== Goal of the exercise ==
Reproduce the passage of the court judgment excerpt between "96. The Court" and "has been established.", inclusive, without changing a word.

== Excerpted text ==
Start

94. As to the letters from the Court, it is noted that the complaint concerns three letters and was lodged with the Court on 29 July 2009 (see paragraph 24 above). However, the applicant had become aware of the most recent of the alleged interferences no later than on 11 February 2008 (see paragraph 22 above). Moreover, there is not a sufficient factual basis for considering that any subsequent letters were inspected. It follows that this part of the application has also been lodged out of time and must be rejected in accordance with Article 35 §§ 1 and 4 of the Convention.
95. As to the correspondence between the applicant and Ms Misakyan, the Court observes, by contrast, that the alleged inspection of the correspondence has taken place over a period lasting since 2008 and that at least three letters were inspected until in mid-2009 (see paragraphs 27 and 28 above). The Court thus accepts that the applicant has complied with the six-month rule.
96. The Court concludes therefore that the complaint concerning the inspection of the correspondence between the applicant and Ms Misakyan is not manifestly ill-founded within the meaning of Article 35 § 3 of the Convention. No other ground for declaring it inadmissible has been established.

End

== Records provided ==
Start

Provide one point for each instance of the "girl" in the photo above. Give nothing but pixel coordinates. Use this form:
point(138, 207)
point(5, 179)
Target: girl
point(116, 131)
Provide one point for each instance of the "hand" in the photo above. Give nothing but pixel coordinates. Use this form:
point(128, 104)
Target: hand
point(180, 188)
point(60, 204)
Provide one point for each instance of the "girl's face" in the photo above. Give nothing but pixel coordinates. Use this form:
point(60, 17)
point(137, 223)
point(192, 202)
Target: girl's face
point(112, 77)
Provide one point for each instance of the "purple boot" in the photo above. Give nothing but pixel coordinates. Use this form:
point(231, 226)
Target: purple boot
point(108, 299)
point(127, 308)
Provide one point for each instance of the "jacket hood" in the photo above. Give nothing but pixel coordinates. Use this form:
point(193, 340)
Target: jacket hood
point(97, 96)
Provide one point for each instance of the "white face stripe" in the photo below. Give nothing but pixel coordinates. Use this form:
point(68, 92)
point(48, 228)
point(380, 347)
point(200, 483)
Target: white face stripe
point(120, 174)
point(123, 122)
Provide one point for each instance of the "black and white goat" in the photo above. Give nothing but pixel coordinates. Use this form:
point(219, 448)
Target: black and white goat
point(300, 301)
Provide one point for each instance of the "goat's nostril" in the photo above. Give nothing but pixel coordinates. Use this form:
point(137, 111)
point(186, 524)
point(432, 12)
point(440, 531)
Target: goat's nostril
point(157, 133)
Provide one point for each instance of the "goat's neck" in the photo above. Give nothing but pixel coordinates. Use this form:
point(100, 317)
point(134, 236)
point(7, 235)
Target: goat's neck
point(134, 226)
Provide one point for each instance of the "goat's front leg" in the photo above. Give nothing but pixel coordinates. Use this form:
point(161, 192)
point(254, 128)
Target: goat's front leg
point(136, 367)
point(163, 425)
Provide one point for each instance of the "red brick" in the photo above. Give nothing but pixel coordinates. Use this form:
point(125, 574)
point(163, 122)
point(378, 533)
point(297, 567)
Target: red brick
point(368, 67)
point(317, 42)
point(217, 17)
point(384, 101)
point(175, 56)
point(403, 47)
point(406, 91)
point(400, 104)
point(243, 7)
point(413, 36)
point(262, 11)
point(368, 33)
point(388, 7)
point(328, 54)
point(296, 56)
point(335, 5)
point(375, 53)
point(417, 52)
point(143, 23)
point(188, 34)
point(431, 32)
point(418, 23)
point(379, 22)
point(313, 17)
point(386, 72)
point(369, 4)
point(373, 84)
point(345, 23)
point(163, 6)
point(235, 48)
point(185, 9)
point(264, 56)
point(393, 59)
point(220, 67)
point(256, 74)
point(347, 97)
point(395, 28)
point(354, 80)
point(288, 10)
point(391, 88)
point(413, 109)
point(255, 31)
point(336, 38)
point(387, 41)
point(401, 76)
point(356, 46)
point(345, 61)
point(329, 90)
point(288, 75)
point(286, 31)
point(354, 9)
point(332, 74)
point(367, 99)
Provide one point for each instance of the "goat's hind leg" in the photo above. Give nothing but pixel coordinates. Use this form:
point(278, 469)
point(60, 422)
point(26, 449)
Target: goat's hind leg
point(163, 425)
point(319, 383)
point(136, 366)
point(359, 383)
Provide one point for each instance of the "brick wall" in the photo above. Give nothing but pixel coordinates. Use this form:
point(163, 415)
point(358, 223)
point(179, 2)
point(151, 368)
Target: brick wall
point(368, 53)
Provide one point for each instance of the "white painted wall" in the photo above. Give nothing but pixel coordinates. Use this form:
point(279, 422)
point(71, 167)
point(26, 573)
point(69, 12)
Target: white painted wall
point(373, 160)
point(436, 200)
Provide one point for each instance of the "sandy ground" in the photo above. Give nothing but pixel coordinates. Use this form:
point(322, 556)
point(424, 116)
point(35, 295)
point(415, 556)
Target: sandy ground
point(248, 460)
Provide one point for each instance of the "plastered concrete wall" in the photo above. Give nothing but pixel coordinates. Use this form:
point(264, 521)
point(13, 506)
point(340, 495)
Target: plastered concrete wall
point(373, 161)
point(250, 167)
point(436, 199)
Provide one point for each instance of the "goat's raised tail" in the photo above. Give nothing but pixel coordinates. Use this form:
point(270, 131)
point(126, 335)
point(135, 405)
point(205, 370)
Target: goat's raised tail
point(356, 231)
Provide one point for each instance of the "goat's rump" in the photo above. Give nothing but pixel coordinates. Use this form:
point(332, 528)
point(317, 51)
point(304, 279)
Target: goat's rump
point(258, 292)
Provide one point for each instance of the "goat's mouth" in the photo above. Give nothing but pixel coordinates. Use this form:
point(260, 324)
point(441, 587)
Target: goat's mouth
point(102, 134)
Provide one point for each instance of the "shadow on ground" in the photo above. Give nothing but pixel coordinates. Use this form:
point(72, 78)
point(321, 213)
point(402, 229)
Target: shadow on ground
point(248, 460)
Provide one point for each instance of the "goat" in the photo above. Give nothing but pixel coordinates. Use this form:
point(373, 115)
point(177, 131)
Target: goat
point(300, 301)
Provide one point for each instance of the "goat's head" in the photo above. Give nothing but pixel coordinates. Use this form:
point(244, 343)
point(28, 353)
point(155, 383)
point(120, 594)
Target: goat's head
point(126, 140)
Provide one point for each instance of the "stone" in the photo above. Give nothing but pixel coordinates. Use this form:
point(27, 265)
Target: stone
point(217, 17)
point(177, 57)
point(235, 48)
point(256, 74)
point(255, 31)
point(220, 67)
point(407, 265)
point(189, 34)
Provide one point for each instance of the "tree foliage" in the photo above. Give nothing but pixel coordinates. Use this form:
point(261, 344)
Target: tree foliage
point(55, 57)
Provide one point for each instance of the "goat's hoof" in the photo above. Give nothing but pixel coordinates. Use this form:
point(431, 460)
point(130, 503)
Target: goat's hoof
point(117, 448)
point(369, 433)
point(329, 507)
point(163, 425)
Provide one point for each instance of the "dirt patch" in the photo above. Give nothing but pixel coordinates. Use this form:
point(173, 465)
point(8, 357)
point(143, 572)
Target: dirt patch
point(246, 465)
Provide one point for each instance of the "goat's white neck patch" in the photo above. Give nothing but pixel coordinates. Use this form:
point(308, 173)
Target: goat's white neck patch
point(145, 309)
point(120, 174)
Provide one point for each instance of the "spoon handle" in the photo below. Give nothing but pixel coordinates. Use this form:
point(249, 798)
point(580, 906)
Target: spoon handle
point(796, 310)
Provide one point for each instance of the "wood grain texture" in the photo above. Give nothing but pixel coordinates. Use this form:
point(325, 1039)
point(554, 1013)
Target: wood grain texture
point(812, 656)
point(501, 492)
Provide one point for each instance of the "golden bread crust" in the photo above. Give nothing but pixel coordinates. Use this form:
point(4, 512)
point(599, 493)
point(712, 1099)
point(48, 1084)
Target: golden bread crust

End

== In response ==
96. The Court concludes therefore that the complaint concerning the inspection of the correspondence between the applicant and Ms Misakyan is not manifestly ill-founded within the meaning of Article 35 § 3 of the Convention. No other ground for declaring it inadmissible has been established.